Entries from a dataset.
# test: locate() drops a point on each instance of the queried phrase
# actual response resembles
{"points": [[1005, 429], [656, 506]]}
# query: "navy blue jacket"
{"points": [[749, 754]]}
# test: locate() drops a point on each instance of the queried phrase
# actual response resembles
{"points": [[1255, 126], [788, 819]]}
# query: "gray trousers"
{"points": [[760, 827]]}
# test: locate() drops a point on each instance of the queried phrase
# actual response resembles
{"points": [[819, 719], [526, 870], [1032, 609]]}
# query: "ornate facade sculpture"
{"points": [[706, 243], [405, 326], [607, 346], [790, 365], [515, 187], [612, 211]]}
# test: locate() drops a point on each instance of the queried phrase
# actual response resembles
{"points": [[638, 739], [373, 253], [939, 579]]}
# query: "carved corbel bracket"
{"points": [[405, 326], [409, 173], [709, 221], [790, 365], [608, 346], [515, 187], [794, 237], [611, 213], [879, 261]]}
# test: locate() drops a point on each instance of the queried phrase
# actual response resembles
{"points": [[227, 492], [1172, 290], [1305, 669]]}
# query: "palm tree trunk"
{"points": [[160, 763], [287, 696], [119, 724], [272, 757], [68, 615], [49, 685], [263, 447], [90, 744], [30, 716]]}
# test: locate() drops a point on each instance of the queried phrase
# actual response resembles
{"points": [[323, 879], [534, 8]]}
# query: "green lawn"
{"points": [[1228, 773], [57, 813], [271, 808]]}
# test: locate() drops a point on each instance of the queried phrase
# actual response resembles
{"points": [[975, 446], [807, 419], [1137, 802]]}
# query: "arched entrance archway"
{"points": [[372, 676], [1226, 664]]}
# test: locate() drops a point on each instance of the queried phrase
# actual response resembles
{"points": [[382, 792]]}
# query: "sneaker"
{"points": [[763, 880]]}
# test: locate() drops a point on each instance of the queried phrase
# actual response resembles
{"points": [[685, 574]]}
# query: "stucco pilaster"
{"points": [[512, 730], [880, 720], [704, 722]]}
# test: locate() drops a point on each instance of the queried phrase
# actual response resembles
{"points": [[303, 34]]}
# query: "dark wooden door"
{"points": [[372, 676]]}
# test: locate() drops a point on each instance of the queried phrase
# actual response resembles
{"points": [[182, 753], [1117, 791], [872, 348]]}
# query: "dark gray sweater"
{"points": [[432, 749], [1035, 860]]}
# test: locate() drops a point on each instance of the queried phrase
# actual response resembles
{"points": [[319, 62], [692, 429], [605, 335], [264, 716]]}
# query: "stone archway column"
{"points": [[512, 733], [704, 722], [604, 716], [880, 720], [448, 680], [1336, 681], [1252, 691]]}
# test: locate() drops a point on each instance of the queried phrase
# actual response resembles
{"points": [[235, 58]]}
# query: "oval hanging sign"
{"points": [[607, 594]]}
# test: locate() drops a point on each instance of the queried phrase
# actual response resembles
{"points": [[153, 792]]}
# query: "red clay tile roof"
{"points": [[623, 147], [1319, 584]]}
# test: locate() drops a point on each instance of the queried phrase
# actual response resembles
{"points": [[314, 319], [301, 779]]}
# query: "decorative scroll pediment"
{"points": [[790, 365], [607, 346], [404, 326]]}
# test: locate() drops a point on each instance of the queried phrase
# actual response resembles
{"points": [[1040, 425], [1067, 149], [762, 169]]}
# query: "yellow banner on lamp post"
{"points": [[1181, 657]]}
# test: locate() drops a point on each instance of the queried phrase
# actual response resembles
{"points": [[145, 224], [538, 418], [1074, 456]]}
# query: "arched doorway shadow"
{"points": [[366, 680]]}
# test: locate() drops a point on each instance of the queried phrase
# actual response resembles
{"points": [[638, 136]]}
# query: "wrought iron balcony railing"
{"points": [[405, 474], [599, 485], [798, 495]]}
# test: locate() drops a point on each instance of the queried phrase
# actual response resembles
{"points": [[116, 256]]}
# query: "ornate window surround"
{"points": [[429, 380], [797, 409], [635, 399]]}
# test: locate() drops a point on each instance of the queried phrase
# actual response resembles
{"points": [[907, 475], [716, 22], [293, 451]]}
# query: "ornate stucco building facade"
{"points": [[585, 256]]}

EXERCISE AIM.
Every entry needs to be retyped exactly.

SOLVED EXERCISE.
# test: locate() drops a point on each instance of the queried phrase
# actual response resembles
{"points": [[1005, 429], [656, 506]]}
# query: "navy blue jacket"
{"points": [[749, 754]]}
# test: locate() drops a point on each instance of the queried phrase
# actual response resembles
{"points": [[1255, 126], [788, 819]]}
# query: "gray trousers"
{"points": [[760, 827]]}
# test: locate() drops a point on each instance of the queried phrase
# actual response resembles
{"points": [[819, 719], [526, 870], [1032, 609]]}
# query: "ornate facade sculpture"
{"points": [[706, 243], [405, 326], [607, 346], [790, 365], [515, 187], [612, 211]]}
# test: locate() drops a point on each instance of the queried phrase
# actual response resembles
{"points": [[638, 739], [373, 253], [939, 579]]}
# query: "carved corbel bracket"
{"points": [[405, 326], [409, 173], [709, 221], [790, 365], [608, 346], [515, 187], [794, 237], [611, 213], [879, 261]]}
# test: locate() drops a point on each instance of the queried phrase
# actual response resembles
{"points": [[227, 492], [1172, 290], [1305, 669]]}
# query: "palm tree trunk"
{"points": [[160, 763], [287, 696], [119, 724], [272, 757], [68, 615], [49, 685], [263, 447], [90, 744], [30, 716]]}
# test: locate() drops a point on each instance of the queried phrase
# actual response resembles
{"points": [[323, 879], [534, 8]]}
# query: "green lawn"
{"points": [[1228, 773], [57, 813], [271, 808]]}
# test: locate() drops a point on each instance of the queried phrase
# actual response resembles
{"points": [[975, 446], [807, 419], [1137, 802]]}
# query: "arched entrance archway"
{"points": [[372, 676], [1226, 664]]}
# test: locate() drops a point on each instance of the queried phrase
# actual response resembles
{"points": [[382, 792]]}
# query: "sneaker"
{"points": [[763, 880]]}
# test: locate() drops a point on each instance of the queried phrase
# actual response resembles
{"points": [[685, 574]]}
# query: "stucco pilaster"
{"points": [[512, 730], [880, 720], [704, 722]]}
# test: locate() drops a point on each instance of the queried phrase
# actual response resembles
{"points": [[303, 34]]}
# query: "dark wooden door"
{"points": [[372, 676]]}
# test: locate() drops a point on each instance of the queried phrase
# actual response resembles
{"points": [[182, 753], [1117, 791], [872, 348]]}
# query: "dark gray sweater"
{"points": [[432, 749], [1035, 860]]}
# test: locate() drops a point on each instance of the queried phrase
# actual response resembles
{"points": [[319, 62], [692, 429], [605, 335], [264, 716]]}
# query: "stone archway column"
{"points": [[512, 733], [704, 722], [604, 716], [880, 720], [448, 680], [1336, 681], [1252, 691]]}
# test: locate() drops a point on each instance of the queried phrase
# actual response resembles
{"points": [[235, 58]]}
# query: "oval hanging sign"
{"points": [[607, 594]]}
# test: locate() drops a point on each instance of the queried phrase
# actual response resembles
{"points": [[153, 792]]}
# query: "red clay tile roof"
{"points": [[623, 147], [1319, 584]]}
# test: locate() drops a point on each instance of the queried phrase
# actual response resembles
{"points": [[314, 319], [301, 779]]}
# query: "decorative scroll pediment"
{"points": [[790, 365], [607, 346], [404, 326]]}
# test: locate() drops a point on each instance of the queried phrase
# actual response resembles
{"points": [[1040, 425], [1067, 149], [762, 169]]}
# query: "yellow banner on lamp post"
{"points": [[1181, 657]]}
# test: locate() drops a point on each instance of the queried phrase
# actual response resembles
{"points": [[145, 224], [538, 418], [1074, 456]]}
# query: "arched doorway shadow"
{"points": [[366, 680]]}
# test: locate() drops a point on each instance of the queried phrase
# actual response resembles
{"points": [[638, 136]]}
# query: "wrought iron balcony railing"
{"points": [[405, 474], [599, 485], [798, 495]]}
# test: locate() drops a point on each instance of the queried phrase
# actual response resembles
{"points": [[116, 256]]}
# query: "ornate window surround"
{"points": [[429, 380], [797, 409], [635, 399]]}
# test: locate() drops a point on each instance of the queried phrase
# actual response resembles
{"points": [[907, 475], [716, 22], [293, 451]]}
# query: "ornate stucco building facade"
{"points": [[585, 256]]}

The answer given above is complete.